### YOUR TASK
Lines below that include "this" are the answer; copy each one.

*** Opening INPUT DATA ***

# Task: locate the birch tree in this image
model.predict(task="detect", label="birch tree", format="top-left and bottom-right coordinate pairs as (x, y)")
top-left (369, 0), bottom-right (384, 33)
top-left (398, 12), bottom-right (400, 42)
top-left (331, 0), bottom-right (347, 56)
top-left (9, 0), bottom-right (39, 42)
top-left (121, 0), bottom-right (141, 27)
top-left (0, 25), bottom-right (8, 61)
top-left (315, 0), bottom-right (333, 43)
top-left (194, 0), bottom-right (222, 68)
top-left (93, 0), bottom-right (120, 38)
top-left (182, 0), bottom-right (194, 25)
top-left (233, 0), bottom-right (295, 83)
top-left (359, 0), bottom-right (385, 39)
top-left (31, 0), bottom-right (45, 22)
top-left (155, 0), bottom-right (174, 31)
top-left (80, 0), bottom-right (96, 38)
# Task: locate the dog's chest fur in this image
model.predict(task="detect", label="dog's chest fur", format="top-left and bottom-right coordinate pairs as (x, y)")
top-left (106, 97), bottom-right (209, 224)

*** Closing INPUT DATA ***
*** Opening INPUT DATA ***

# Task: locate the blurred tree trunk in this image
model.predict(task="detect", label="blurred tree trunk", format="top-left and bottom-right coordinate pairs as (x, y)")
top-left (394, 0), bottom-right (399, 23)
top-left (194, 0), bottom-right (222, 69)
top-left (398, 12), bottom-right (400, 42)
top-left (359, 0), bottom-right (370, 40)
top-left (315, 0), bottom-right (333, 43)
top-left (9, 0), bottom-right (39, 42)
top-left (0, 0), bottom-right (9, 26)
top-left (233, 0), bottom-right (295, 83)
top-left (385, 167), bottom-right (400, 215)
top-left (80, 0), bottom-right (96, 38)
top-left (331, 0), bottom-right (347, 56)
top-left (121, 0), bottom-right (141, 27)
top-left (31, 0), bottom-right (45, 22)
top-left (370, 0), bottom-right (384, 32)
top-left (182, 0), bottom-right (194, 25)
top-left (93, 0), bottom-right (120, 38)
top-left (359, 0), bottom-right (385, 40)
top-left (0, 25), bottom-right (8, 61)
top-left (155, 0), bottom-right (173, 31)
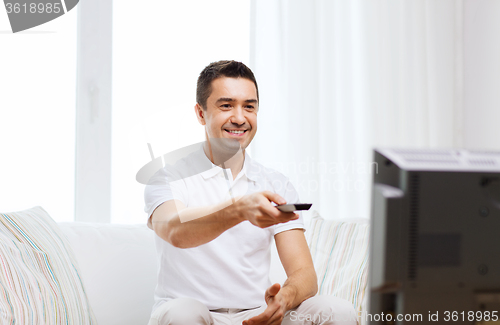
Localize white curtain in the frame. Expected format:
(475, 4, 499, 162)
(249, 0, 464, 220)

*** Closing INPUT DATA ***
*** Opening INPUT DATA ***

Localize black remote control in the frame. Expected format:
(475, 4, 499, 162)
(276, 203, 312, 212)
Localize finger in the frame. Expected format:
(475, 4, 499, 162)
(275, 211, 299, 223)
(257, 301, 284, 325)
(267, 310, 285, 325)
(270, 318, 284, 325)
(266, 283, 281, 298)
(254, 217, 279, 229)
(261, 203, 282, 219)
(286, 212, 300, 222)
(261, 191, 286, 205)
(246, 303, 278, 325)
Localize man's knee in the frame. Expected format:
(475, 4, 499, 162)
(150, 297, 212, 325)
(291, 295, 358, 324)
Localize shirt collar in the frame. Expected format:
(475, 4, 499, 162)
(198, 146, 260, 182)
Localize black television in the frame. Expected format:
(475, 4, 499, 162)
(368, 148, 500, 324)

*** Closing INPUT DATA ***

### ANSWER BOX
# Task: locate the birch tree in this image
# Task: locate the dog's chest fur in this image
# Task: locate the blurred tree trunk in this image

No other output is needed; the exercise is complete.